→ **Given task**:
Put the lines of the entries below into a Markdown table with the columns Row and Line, numbering each row. Begin at the line that contains "Would you confirm the presence of any truck rear door", stop after the line that contains "1, 203, 638, 479", and leave out any blank lines.

(Object detection data)
------------------------------------------------
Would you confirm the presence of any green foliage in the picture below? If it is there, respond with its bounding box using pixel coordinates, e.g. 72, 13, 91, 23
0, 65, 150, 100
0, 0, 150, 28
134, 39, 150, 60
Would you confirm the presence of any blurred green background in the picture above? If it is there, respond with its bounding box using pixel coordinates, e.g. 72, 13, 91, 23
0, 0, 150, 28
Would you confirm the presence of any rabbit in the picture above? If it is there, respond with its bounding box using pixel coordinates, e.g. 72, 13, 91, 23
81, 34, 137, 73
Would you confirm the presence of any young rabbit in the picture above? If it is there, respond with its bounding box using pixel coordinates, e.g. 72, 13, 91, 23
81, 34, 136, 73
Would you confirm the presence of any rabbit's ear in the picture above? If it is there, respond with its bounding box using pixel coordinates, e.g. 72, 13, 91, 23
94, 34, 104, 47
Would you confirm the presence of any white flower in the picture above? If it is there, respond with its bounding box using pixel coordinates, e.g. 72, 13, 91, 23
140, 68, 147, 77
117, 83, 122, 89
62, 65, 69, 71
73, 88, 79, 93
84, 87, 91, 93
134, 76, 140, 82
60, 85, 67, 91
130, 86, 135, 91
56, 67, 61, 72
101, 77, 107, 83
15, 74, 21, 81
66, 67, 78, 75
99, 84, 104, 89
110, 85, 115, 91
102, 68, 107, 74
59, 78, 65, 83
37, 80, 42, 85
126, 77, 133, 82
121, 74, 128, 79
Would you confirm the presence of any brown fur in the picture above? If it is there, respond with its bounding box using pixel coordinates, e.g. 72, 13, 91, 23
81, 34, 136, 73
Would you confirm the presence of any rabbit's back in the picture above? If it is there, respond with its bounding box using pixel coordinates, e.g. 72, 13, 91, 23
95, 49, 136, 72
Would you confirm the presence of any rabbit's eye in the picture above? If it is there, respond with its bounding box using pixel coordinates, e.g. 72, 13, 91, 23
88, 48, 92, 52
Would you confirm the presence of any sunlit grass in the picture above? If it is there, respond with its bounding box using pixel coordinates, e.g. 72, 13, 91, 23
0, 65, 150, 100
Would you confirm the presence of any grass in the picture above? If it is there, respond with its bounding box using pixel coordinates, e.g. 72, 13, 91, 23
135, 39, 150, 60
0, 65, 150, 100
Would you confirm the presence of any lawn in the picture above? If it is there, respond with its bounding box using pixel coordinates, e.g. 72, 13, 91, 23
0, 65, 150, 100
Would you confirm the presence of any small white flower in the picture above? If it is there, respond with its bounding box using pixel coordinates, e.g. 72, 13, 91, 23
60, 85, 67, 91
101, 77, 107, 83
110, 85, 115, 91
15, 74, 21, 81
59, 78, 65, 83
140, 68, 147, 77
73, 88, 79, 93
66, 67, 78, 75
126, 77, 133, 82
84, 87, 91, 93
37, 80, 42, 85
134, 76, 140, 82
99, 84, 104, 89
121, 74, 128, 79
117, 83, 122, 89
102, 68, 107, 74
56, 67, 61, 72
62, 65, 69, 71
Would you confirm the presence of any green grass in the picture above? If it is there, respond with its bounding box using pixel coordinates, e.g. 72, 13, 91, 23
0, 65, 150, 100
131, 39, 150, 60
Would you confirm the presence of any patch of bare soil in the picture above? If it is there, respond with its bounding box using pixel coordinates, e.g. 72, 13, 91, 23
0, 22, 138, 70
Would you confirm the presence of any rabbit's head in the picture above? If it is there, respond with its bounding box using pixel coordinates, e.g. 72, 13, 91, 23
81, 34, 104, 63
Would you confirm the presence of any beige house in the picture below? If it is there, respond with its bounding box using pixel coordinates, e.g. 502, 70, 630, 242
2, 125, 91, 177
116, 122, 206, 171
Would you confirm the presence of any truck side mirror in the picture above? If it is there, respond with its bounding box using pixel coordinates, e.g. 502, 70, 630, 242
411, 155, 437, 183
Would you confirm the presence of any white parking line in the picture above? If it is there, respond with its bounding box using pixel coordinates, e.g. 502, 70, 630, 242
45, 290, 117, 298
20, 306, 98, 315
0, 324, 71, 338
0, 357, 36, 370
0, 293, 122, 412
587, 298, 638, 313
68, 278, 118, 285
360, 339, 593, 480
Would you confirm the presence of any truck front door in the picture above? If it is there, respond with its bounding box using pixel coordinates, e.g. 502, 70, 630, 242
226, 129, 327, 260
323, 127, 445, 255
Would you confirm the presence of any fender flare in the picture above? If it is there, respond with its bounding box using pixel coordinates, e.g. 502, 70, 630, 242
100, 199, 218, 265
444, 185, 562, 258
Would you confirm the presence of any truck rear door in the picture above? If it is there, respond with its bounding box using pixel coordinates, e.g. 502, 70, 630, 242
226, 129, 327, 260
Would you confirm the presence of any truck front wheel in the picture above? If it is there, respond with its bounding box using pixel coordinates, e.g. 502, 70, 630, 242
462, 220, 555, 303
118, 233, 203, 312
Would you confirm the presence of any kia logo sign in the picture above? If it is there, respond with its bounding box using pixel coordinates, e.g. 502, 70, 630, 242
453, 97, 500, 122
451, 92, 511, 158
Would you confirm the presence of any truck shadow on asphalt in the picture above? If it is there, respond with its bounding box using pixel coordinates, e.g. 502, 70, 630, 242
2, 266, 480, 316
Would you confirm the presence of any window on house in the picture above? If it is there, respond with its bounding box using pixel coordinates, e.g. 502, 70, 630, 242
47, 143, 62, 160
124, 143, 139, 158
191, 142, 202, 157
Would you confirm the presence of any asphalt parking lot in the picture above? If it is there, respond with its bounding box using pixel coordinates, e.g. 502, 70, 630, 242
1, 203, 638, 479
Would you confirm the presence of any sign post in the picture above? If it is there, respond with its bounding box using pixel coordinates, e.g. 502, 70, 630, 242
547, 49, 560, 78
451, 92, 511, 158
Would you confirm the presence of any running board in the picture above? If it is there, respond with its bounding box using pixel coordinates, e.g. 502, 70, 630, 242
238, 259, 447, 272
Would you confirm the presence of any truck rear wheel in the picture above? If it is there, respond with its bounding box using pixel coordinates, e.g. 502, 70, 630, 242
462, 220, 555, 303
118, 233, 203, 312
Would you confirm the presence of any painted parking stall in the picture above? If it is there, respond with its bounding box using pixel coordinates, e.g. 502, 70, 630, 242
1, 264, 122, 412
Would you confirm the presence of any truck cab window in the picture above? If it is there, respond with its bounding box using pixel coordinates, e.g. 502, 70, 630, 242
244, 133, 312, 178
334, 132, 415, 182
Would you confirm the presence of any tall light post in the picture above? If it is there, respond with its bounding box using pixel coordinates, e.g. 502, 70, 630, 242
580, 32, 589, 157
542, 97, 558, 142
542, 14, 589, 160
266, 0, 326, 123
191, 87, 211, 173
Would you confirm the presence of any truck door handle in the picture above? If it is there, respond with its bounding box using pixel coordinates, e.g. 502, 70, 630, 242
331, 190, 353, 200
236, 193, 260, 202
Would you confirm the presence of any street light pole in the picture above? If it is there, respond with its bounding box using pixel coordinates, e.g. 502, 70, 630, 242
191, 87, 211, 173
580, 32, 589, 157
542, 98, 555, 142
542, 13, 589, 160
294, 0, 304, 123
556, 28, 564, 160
------------------------------------------------
→ **Response to the exercise**:
| Row | Line |
|---|---|
| 1 | Would you confirm the presence of any truck rear door in the picture above? If it is there, respond with its bounding box using pixel coordinates, e.g. 502, 70, 630, 242 |
| 2 | 226, 129, 327, 260 |
| 3 | Would you confirm the presence of any truck front wheel in the picture above? If it is there, respond with its bounding box using pixel coordinates, e.g. 502, 70, 630, 242 |
| 4 | 462, 220, 555, 303 |
| 5 | 118, 233, 203, 312 |
| 6 | Would you confirm the presence of any kia logo sign in the picture above? If it is there, respond with its bounding box using pixel coordinates, e.g. 502, 70, 630, 242 |
| 7 | 453, 97, 500, 122 |
| 8 | 451, 92, 511, 158 |
| 9 | Would you confirm the presence of any truck shadow on asphalt in the picture above? If it is there, respond with its bounding box using pixel coordinates, e.g. 502, 70, 630, 242 |
| 10 | 2, 266, 480, 316 |
| 11 | Would you confirm the presence of any window on house in the picture above? If it is there, respond with its bounding box using pixel coordinates, e.g. 502, 70, 630, 242 |
| 12 | 47, 143, 62, 160 |
| 13 | 124, 143, 139, 158 |
| 14 | 191, 142, 202, 157 |
| 15 | Would you confirm the presence of any asphalt parking lot in the picture above? If it is there, respond with its bounding box using pixel coordinates, e.g. 502, 70, 630, 242 |
| 16 | 1, 203, 638, 479 |